Please return each line of the data below that contains the word "banner". Case counts.

[Object position labeling entries]
####################

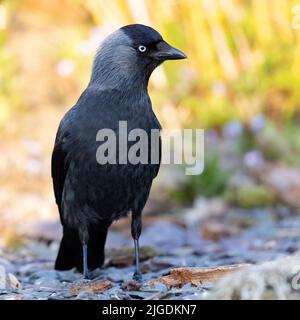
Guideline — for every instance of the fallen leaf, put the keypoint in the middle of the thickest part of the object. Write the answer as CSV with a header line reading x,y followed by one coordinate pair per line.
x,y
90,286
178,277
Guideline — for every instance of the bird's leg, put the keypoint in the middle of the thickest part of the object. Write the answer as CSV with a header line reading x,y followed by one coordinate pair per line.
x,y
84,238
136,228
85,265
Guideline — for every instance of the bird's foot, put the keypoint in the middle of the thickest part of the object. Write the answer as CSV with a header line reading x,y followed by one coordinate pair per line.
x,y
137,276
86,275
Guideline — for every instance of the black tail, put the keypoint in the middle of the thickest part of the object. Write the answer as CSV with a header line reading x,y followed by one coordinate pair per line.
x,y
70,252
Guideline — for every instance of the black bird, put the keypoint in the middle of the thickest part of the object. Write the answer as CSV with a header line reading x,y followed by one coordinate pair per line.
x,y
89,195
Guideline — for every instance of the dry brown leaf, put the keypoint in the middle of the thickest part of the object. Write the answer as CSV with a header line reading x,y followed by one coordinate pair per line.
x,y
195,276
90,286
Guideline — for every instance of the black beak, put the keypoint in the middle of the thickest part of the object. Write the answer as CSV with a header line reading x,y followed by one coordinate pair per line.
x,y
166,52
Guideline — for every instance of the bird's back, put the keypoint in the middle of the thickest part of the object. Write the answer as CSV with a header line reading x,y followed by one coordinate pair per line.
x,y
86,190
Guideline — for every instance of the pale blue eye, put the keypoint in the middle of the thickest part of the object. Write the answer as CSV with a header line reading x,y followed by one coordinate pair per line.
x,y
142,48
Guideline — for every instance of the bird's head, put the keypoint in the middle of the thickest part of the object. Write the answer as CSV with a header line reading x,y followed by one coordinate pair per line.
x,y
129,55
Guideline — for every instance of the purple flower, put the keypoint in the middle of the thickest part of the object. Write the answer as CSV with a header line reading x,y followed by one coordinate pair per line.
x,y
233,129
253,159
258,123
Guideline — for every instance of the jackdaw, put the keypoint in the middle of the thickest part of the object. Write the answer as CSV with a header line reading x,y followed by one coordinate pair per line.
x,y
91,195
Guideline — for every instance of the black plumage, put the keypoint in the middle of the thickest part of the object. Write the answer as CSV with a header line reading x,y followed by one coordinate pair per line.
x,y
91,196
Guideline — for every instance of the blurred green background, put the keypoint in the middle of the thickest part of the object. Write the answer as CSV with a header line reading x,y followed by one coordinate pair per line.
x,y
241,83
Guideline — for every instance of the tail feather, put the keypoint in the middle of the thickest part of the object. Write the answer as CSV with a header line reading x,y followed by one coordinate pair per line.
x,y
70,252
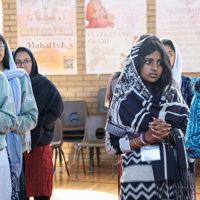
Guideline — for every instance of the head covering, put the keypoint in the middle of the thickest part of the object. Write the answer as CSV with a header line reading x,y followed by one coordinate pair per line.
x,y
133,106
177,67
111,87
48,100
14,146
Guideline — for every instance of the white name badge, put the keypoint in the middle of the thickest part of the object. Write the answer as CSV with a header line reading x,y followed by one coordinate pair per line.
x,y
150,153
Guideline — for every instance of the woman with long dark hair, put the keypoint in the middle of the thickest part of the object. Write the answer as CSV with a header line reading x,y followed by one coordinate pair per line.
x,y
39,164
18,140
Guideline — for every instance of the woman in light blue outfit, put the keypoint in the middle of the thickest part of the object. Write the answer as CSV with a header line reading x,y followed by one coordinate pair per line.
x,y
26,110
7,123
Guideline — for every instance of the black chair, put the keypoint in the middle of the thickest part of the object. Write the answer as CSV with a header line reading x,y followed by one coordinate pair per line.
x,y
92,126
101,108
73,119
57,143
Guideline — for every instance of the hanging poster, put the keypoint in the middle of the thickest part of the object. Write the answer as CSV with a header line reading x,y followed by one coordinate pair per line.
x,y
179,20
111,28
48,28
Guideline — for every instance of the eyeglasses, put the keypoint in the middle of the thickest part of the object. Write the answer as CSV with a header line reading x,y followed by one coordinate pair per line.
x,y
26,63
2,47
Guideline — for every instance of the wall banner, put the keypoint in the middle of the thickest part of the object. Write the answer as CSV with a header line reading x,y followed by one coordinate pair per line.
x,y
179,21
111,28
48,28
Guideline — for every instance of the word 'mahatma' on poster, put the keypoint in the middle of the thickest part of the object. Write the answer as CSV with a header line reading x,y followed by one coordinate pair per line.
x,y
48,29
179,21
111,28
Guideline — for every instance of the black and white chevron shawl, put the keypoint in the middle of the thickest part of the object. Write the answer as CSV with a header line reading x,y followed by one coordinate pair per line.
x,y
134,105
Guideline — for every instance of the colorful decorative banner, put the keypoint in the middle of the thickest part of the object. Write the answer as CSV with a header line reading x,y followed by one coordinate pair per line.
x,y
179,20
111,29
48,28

####################

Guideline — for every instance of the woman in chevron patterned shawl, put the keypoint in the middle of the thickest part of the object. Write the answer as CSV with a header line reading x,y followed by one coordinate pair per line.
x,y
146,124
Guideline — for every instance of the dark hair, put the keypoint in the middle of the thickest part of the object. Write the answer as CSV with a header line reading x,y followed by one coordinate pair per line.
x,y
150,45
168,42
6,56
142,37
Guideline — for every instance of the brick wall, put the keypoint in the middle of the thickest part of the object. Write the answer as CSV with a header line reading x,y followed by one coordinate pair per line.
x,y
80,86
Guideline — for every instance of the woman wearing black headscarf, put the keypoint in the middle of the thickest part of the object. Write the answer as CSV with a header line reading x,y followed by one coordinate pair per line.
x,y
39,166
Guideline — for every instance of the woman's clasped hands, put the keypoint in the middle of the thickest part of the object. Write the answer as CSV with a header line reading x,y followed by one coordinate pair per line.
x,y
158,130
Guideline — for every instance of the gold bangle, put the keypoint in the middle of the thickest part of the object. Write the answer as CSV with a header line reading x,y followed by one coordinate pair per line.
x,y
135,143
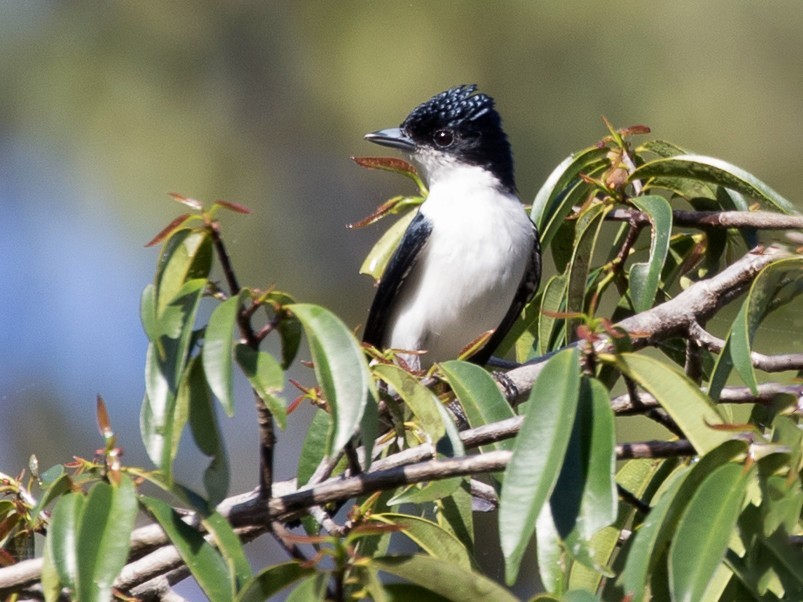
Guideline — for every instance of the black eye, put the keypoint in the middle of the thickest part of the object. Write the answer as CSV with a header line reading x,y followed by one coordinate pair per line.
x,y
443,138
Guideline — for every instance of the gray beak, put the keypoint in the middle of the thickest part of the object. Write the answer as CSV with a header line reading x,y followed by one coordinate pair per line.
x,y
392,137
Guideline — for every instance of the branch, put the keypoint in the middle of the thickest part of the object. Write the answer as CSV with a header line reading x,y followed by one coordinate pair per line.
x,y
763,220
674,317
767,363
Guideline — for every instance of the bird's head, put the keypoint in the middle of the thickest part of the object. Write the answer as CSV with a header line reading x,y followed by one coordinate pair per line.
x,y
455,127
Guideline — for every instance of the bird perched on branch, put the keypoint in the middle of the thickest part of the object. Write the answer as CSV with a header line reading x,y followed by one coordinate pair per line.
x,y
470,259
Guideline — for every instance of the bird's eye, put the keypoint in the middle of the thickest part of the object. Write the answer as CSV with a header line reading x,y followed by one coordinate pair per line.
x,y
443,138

####################

Answer:
Guideline — for every instance of the wall banner, put the keypoint in the middle of the thickest part of the object. Write the answer as CSV with a header line reading x,y followed by one coordinate pair per line.
Guideline — for every instance of the colorful decorative banner, put the keypoint in the middle of the thickest part of the object. Write the answer as CSV with a header line reading x,y followed by one coordinate pair per line.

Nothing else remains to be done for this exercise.